People have always moved within and across countries and continents and have done so for many different reasons. Trade, commerce, and business have long given rise to language contact and hence bilingualism. In earlier times, when traders traveled to areas where another language was spoken or a lingua franca was used, many—buyers as well as sellers—became bilingual. Greek was the lingua franca of trade in the Mediterranean during the third, fourth, and fifth centuries bce. Today, Russian is the language of trade and business throughout Russia and the nations of the former Soviet Union (more than a hundred languages are spoken in the Russian Federation), and of course English is a major language of trade and business throughout the world. Business today increasingly operates on global dimensions. Many people move to another country for a few years to work for an international division of their company; their families often accompany them, and both adults and children may become bilingual. And we should note here that it is not always necessary for people to migrate physically for language contact to take place. A great many businesspeople communicate with each other by phone and online, in English and other international languages, across countries and time zones, and then return to their normal, often monolingual, lives at the end of the workday.
People also move around the world for political and religious reasons. World history is full of examples of people moving to another land and, more often than not, another language, for political reasons: Russians migrated after the 1917 Revolution, Sudeten Germans after World War II, Cubans during the Castro era, Vietnamese after the fall of South Vietnam. As for religious migrations, Huguenot Protestants fled France after the revocation of the Edict of Nantes in 1685 and settled in Russia, England, Holland, and America, for example. In the twentieth century Russian Jews left the Soviet Union under difficult circumstances and settled in Israel or the United States, among other countries. And in recent years, many Christians have been leaving the Middle East and resettling elsewhere.

Source material
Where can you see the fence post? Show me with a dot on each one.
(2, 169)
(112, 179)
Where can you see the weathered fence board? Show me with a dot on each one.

Problem requirements
In the passage on migration and bilingualism, rewrite the part starting at "People also move" and ending at "and resettling elsewhere.", swapping "Huguenot Protestants" for "French Protestants".

Response below
People also move around the world for political and religious reasons. World history is full of examples of people moving to another land and, more often than not, another language, for political reasons: Russians migrated after the 1917 Revolution, Sudeten Germans after World War II, Cubans during the Castro era, Vietnamese after the fall of South Vietnam. As for religious migrations, French Protestants fled France after the revocation of the Edict of Nantes in 1685 and settled in Russia, England, Holland, and America, for example. In the twentieth century Russian Jews left the Soviet Union under difficult circumstances and settled in Israel or the United States, among other countries. And in recent years, many Christians have been leaving the Middle East and resettling elsewhere.